▸ **INSTRUCTIONS FOR THE TASK**
Put every line of the listing below into a numbered list, omitting any blank lines.

▸ **RECORD EXCERPTS**
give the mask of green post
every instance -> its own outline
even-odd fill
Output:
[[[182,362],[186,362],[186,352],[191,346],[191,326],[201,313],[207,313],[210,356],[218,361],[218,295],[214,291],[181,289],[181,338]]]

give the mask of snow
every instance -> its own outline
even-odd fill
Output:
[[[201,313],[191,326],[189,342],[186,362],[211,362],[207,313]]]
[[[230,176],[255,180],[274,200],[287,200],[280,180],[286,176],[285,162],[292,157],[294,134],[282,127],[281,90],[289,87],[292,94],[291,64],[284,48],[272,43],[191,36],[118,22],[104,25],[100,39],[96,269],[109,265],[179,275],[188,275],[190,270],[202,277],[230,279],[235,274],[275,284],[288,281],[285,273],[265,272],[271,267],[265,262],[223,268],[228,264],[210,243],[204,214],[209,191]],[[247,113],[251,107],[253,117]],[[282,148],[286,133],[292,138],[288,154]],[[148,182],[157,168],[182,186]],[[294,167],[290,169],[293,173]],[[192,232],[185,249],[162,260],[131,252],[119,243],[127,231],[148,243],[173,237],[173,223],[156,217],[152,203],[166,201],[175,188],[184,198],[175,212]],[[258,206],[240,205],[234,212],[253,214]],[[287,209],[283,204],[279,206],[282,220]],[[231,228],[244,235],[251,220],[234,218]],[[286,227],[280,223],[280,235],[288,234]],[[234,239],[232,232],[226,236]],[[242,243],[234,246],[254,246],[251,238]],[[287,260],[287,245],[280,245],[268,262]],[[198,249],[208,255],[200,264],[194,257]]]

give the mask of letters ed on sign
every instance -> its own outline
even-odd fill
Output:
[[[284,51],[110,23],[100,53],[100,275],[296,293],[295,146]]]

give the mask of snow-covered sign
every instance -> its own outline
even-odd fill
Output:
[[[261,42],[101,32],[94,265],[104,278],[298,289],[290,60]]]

▸ **FINAL RESULT**
1. give the mask of green post
2. every instance -> its own outline
3. even-odd fill
4. Output:
5. [[[182,362],[186,362],[186,352],[191,346],[191,326],[201,313],[207,313],[210,356],[218,361],[218,295],[214,291],[181,289],[181,338]]]
6. give the mask of snow
7. every instance -> its own outline
8. even-odd fill
9. Output:
10. [[[201,313],[191,326],[189,342],[186,362],[211,362],[207,313]]]
11. [[[230,176],[255,180],[274,200],[287,200],[280,180],[286,176],[285,162],[292,157],[294,134],[282,127],[281,90],[289,87],[292,94],[291,64],[284,48],[272,43],[191,36],[118,22],[104,25],[100,39],[96,269],[109,265],[179,275],[188,275],[190,270],[202,277],[230,279],[235,274],[275,284],[288,281],[285,273],[265,272],[271,267],[265,262],[223,268],[228,264],[210,243],[204,214],[209,191]],[[247,113],[251,107],[253,117]],[[282,148],[286,133],[292,138],[288,154]],[[148,182],[157,168],[182,186]],[[294,167],[290,169],[293,173]],[[192,232],[185,249],[162,260],[131,252],[119,243],[127,231],[148,243],[173,237],[173,223],[156,217],[152,203],[166,201],[175,188],[184,198],[175,212]],[[258,206],[240,205],[234,212],[253,214]],[[287,209],[283,204],[279,206],[282,220]],[[231,228],[244,235],[251,220],[234,218]],[[286,227],[280,223],[280,235],[288,234]],[[234,239],[232,232],[226,236]],[[242,243],[234,246],[254,246],[251,238]],[[287,260],[287,245],[280,245],[268,262]],[[198,249],[208,255],[200,264],[194,257]]]
12. give the mask of letters ed on sign
13. every instance -> its own outline
14. even-odd fill
15. Output:
16. [[[284,51],[110,23],[100,53],[100,275],[296,293],[295,146]]]
17. give the mask of snow-covered sign
18. every instance -> its own outline
19. even-odd fill
20. Output:
21. [[[261,42],[101,32],[94,265],[104,278],[298,289],[290,60]]]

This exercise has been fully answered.